[Some records]
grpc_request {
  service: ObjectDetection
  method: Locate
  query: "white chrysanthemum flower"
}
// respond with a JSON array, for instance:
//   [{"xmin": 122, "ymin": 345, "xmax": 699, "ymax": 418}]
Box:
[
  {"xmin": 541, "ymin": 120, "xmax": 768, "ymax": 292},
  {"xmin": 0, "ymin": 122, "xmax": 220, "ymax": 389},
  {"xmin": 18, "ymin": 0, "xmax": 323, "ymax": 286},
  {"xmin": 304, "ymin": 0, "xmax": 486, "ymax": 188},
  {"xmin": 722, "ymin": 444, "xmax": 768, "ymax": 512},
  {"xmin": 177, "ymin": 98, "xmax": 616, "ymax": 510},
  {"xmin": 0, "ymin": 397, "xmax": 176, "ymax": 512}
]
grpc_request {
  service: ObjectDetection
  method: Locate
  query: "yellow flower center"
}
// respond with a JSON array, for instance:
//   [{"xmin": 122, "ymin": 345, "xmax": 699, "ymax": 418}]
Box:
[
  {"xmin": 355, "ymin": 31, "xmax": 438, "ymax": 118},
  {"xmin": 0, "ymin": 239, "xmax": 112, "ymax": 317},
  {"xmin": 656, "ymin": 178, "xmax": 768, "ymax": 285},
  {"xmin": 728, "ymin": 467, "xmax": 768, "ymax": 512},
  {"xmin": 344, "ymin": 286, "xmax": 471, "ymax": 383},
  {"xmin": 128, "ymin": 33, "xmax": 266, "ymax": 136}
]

Task objective:
Change every occurrence of "Locate" in the material to "Find", leaving everything else as it is.

Solved exercise:
grpc_request {
  service: ObjectDetection
  method: Find
  query: "white chrysanthemum flower"
}
// respond with a JSON array, for instance:
//   [{"xmin": 122, "ymin": 345, "xmax": 699, "ymax": 418}]
Box:
[
  {"xmin": 541, "ymin": 120, "xmax": 768, "ymax": 292},
  {"xmin": 0, "ymin": 122, "xmax": 220, "ymax": 389},
  {"xmin": 18, "ymin": 0, "xmax": 323, "ymax": 286},
  {"xmin": 304, "ymin": 0, "xmax": 486, "ymax": 188},
  {"xmin": 722, "ymin": 444, "xmax": 768, "ymax": 512},
  {"xmin": 177, "ymin": 98, "xmax": 616, "ymax": 510},
  {"xmin": 0, "ymin": 397, "xmax": 176, "ymax": 512}
]
grpc_request {
  service: ObjectDetection
  method: Find
  query: "yellow flower center"
}
// respond with a JSON array, for instance:
//   [{"xmin": 122, "ymin": 345, "xmax": 699, "ymax": 418}]
Box:
[
  {"xmin": 355, "ymin": 31, "xmax": 438, "ymax": 118},
  {"xmin": 0, "ymin": 239, "xmax": 112, "ymax": 317},
  {"xmin": 656, "ymin": 178, "xmax": 768, "ymax": 285},
  {"xmin": 728, "ymin": 467, "xmax": 768, "ymax": 512},
  {"xmin": 344, "ymin": 286, "xmax": 471, "ymax": 383},
  {"xmin": 128, "ymin": 33, "xmax": 266, "ymax": 136}
]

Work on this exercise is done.